__Required task__
Repeat each entry exactly and drop the pictures.

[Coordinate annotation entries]
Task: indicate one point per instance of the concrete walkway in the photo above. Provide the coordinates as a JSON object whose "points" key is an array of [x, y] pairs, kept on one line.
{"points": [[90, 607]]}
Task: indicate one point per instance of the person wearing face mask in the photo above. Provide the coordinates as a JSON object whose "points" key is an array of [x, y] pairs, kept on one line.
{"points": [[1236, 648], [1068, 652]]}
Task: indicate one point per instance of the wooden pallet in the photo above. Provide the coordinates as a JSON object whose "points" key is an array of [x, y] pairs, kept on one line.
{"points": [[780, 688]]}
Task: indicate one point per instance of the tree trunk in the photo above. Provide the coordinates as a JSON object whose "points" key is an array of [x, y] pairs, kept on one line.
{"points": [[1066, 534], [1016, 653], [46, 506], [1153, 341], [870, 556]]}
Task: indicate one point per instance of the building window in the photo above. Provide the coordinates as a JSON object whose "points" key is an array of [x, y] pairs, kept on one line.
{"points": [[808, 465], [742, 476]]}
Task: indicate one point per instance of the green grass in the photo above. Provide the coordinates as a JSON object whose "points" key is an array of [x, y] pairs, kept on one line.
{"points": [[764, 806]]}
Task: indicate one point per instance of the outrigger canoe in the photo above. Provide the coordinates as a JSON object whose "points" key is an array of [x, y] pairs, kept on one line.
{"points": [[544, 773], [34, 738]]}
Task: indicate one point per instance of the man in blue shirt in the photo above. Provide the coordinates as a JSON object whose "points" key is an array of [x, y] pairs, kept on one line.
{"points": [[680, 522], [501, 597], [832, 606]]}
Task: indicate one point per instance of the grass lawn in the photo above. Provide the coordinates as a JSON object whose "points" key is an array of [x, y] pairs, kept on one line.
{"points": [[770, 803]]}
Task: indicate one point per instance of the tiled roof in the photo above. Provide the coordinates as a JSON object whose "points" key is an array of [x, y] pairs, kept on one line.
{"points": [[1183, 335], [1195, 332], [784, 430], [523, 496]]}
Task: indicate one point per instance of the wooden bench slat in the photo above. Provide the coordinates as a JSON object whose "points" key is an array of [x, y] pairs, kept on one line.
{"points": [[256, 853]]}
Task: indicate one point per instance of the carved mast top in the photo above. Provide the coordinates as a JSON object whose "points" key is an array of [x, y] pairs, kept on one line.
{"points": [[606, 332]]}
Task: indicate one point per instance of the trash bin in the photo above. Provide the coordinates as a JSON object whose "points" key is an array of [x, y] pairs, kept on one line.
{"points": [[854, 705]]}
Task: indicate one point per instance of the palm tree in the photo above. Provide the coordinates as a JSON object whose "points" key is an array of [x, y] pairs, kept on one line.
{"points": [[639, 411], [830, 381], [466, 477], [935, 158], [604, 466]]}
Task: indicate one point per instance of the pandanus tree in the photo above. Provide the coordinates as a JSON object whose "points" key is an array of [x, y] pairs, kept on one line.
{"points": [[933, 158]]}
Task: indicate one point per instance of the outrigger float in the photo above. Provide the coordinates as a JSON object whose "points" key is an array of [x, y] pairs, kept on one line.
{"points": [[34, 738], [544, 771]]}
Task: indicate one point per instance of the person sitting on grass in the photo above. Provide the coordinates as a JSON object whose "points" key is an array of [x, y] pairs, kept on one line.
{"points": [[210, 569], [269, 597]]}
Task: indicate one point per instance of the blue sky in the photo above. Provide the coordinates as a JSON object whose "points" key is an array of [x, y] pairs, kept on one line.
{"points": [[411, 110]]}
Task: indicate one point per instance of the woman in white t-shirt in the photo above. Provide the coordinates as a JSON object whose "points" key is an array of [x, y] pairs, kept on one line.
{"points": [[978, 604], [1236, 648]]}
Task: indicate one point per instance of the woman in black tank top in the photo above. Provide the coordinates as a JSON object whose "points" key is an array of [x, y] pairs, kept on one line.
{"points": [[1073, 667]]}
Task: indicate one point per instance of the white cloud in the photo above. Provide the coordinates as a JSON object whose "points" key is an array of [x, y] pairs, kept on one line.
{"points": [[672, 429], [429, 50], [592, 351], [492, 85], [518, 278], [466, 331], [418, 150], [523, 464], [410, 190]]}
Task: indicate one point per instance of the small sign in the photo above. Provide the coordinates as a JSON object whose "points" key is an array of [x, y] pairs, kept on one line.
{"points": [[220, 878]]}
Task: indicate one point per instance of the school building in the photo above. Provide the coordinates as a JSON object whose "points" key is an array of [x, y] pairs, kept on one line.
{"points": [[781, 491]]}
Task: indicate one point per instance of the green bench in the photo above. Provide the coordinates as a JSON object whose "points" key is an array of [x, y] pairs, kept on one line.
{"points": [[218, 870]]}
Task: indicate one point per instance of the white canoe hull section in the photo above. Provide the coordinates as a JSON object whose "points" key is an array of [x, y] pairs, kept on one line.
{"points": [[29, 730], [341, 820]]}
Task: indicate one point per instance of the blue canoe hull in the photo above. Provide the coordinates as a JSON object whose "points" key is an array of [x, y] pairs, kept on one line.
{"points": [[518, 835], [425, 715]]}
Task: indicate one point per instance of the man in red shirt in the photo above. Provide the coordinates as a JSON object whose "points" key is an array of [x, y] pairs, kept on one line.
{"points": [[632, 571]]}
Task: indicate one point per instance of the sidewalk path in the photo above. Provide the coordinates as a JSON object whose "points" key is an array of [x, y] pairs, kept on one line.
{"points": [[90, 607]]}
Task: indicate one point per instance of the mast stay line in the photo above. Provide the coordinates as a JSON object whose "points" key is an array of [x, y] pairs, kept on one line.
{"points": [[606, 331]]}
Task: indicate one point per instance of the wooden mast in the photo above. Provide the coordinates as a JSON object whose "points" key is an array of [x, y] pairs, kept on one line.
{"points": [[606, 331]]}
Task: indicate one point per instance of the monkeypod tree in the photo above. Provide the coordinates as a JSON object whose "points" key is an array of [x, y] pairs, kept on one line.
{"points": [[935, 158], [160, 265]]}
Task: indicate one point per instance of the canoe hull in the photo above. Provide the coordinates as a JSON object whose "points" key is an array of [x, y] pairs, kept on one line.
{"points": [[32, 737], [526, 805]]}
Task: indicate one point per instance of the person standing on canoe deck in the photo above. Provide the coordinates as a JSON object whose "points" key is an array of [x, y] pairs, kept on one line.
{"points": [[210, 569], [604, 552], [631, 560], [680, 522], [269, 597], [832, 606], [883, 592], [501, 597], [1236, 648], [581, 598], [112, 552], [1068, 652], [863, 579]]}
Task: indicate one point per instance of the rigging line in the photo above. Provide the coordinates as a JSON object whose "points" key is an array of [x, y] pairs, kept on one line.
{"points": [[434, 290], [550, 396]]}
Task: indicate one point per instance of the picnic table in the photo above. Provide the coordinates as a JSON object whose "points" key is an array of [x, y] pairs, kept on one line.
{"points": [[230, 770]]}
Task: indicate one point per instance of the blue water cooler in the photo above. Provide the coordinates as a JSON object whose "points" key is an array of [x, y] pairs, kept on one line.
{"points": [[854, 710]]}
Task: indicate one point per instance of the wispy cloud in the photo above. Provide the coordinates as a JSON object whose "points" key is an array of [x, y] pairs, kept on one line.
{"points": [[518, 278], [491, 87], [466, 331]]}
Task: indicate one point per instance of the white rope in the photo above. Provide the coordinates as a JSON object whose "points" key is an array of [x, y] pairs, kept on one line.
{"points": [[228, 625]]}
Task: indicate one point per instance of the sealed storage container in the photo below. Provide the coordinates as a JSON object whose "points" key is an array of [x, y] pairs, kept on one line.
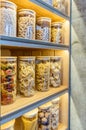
{"points": [[60, 5], [42, 73], [30, 120], [26, 23], [8, 18], [55, 114], [43, 29], [48, 2], [8, 126], [8, 79], [55, 71], [57, 35], [26, 75], [44, 117]]}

__Answer for this exercise__
Task: indicate one point per instance of the concrete walkway in the photo above. Provide the coordinates as a JSON object whose "points" key is an array of [x, y] pairs, kept on one line.
{"points": [[90, 607]]}
Task: indicate one point per instance of the person wearing face mask in the photo above. Provide the coordinates as a JSON object whose "points" key is an array of [x, y] pairs, kept on one line.
{"points": [[1236, 648], [1068, 652]]}
Task: indicate one point per instance of the wooden pallet in the photo above. Provide the coordinates as a JSON object whose "points" key is an array of [x, y] pairs, kept on one line.
{"points": [[780, 688]]}
Task: indicate one point per instance of the tree trunk in the photo above. Provide the coordinates as a JSON object whose "points" key is an array of [x, y] pairs, kept on one line.
{"points": [[1066, 534], [1016, 653], [46, 506], [1153, 341], [870, 556]]}
Task: indicate one point per instance of the building window in the photo above. Provide the coordinates as a JSON object whose "points" key is an array of [x, y] pairs, kept on one line.
{"points": [[808, 465], [742, 476]]}
Task: indicate one point per instance of the green grass in the photo above. Provide the coordinates as a JSON object whose "points" key is an array of [x, y] pairs, kept on one line.
{"points": [[764, 806]]}
Task: indicate one point per instance of the outrigger canoe in the photo above. Provide the coordinates as a JSON object whose "points" key is an array of [x, y] pairs, kept on one line.
{"points": [[544, 773], [34, 738]]}
Task: indicate one point per instance of the man in blue shirt in the photo above. Provide the coordinates as a JSON object whose "points" key is an array of [x, y] pairs, kept on one line.
{"points": [[680, 522], [501, 597], [832, 606]]}
Task: indicate one point per instance of the grass lawn in the photo above. Provide the coordinates as a JSON object whose "points" key is an array of [x, y] pairs, kept on one line.
{"points": [[770, 803]]}
Task: indicate one point per instance of the tiled roof in the photo above. Provide the coordinates as a JSON object whose "points" key is an array of [x, y] pairs, kept on one line.
{"points": [[1183, 335], [1195, 332], [784, 430], [523, 496]]}
Task: indicate one point per instance of the wooden bench slat in the photo above. Provide the coordinates as a JSON object whose "points" key is an array of [x, y] pairs, kept on one line.
{"points": [[256, 853]]}
Task: indicate one point per instance of the carved mast top in the photo above. Provide the coordinates as a JSON object whose "points" key is an array of [x, y] pairs, kept on one line.
{"points": [[606, 332]]}
Task: indicate one point per instance of the trash bin in the photo above. Provide the coordinates as a JSON object whose "points" key is an array of [x, y] pairs, kept on one line.
{"points": [[854, 705]]}
Task: indicate one point per instance of the palm tree in the photo above. Provide the coordinates as a JSON object whose "points" key is an array of [x, y] pairs, kept on one line.
{"points": [[639, 411], [830, 381], [466, 477], [935, 158], [604, 466]]}
Task: indicate one point per instance of the pandanus tree in the photo above. Provide the coordinates as a JSON object whose "points" key is an array of [x, y] pairs, kept on one line.
{"points": [[933, 158]]}
Task: indicate one point per instance of the outrigger float in the photo above. Provide the coordinates as a JSON object whose "points" key is an array of [x, y] pairs, kept on one line.
{"points": [[34, 738], [544, 771]]}
Task: indicate one point per instance of the person sitting on grass in the photo above. Provide the coordinates as a JSON object whose "points" key is an array of [x, y] pairs, kept on one line.
{"points": [[210, 569], [269, 597]]}
Task: indicate one point per instance of the blue sky in the photo above. Provide the coordinates as a JSON object whose "points" key is an array of [x, y] pairs, kept on one line.
{"points": [[411, 110]]}
Task: indicate one point per instance of the woman in white t-shirt in the photo above. Provide the coordinates as a JSON object whose "points" key is an array of [x, y] pairs, kept on one line.
{"points": [[978, 604], [1236, 648]]}
Task: indicate one point per instance of the woman in black tank top in the photo above. Provide the coordinates as a JSON object whose "points" key is an array of [x, y] pairs, kept on one line.
{"points": [[1073, 667]]}
Task: indicate one point per instance of the white cloud in the photo above. Provide the coordinates as a JSON object whose "points" key is an array of [x, y] pairs, kept on one line.
{"points": [[672, 429], [429, 50], [592, 351], [492, 85], [518, 278], [466, 331], [418, 150], [523, 464], [410, 190]]}
Task: indicate one point per instance of the small sign in the photo above. Provide the coordinates as a JSON object whose "points" key is an array of [x, y] pairs, kept on one line.
{"points": [[220, 878]]}
Task: indicate one point per instance of the school building in the photo above. Provide the coordinates as a JSON object whose "points" key is an array of [x, y] pairs, kept on one line.
{"points": [[781, 491]]}
Task: indicate one point per instance of the green bench in the photo above. Provide the coordinates as a JSON object whose "points" key is an array of [x, y] pairs, kept on one line.
{"points": [[218, 870]]}
Task: indicate one point per instance of the white canoe hull section in the photo above. Provide the coordinates as a JSON object whose "points" key is an array of [x, y] pairs, kept on one line.
{"points": [[29, 730], [341, 820]]}
Task: indicate one point per instance of the blue canoe hull in the photo above. Provide the coordinates as a JSON object whose "points" key is an array of [x, y] pairs, kept on one line.
{"points": [[518, 835], [425, 715]]}
Task: indicate one point per instance of the man in red shirt in the photo above. Provide the coordinates as a JSON object whose "points" key is an array of [x, y] pairs, kept on one line.
{"points": [[632, 571]]}
Task: indicate one point per instance of the sidewalk path in the photo above. Provide the coordinates as a JSON object whose "points" key is an array of [x, y] pairs, kept on one line.
{"points": [[90, 607]]}
Task: indicate one point per instance of the mast stay line in the photo above. Provide the coordinates as a JSON object whose "points" key is an array of [x, y] pairs, kept on one line.
{"points": [[606, 331]]}
Task: indicate one point per instance of the wooden mast in the photo above. Provide the coordinates as a JSON object whose "points" key is an array of [x, y] pairs, kept on one line.
{"points": [[606, 331]]}
Task: indicate one point per instance of the monkeypod tree in the photo above. Provide the coordinates as a JSON object whose "points" key is an array of [x, y] pairs, kept on one line.
{"points": [[935, 158], [160, 265]]}
Task: indicate one point per instance of the canoe hull in the photo above. Provide the coordinates as a JSON object whose "points" key is an array of [x, y] pairs, kept on one line.
{"points": [[32, 737], [526, 805]]}
Task: indicate one point per instance of the person standing on canoe deck in the photo above. Provide the coordinates as a JSON object whose "points" key is an array of [x, y] pairs, kept on one line.
{"points": [[210, 569], [604, 552], [631, 560], [680, 522], [269, 597], [832, 606], [883, 592], [501, 597], [1236, 648], [581, 598], [112, 552], [1068, 652], [863, 579]]}
Task: indicate one point per instance of the rigging line in the photo above. Provide the coordinates as a JSON object whose "points" key is an array of [x, y] pairs, kept on one line.
{"points": [[434, 290], [550, 396]]}
Task: indicate one point per instance of the picnic table in the photo above. Provide the coordinates as a JSON object whose "points" key is an array of [x, y] pairs, kept on one line.
{"points": [[230, 770]]}
Task: indicate one point per instance of the blue water cooler in the photo above. Provide the coordinates as a JSON object whose "points" key is an array of [x, y] pairs, kept on one line.
{"points": [[854, 710]]}
Task: indicate one point per instance of the wispy cloud in the photo above. Provide the coordinates as a JSON object whose "points" key is an array of [x, y] pairs, kept on one line.
{"points": [[518, 278], [491, 87], [466, 331]]}
Task: indicate one point per instance of the white rope in the photo above. Provide the coordinates as a JSON object whose "points" key is an array of [x, y] pairs, kept on one line.
{"points": [[228, 625]]}
Task: indicate one point per instance of the sealed storage container in the photo below. Provide the coordinates as a JSON object whose "points" key is an array of [x, y] pairs, kept on one line.
{"points": [[60, 5], [42, 73], [30, 120], [26, 23], [8, 18], [55, 114], [43, 29], [48, 2], [8, 126], [8, 79], [55, 71], [57, 35], [26, 75], [44, 117]]}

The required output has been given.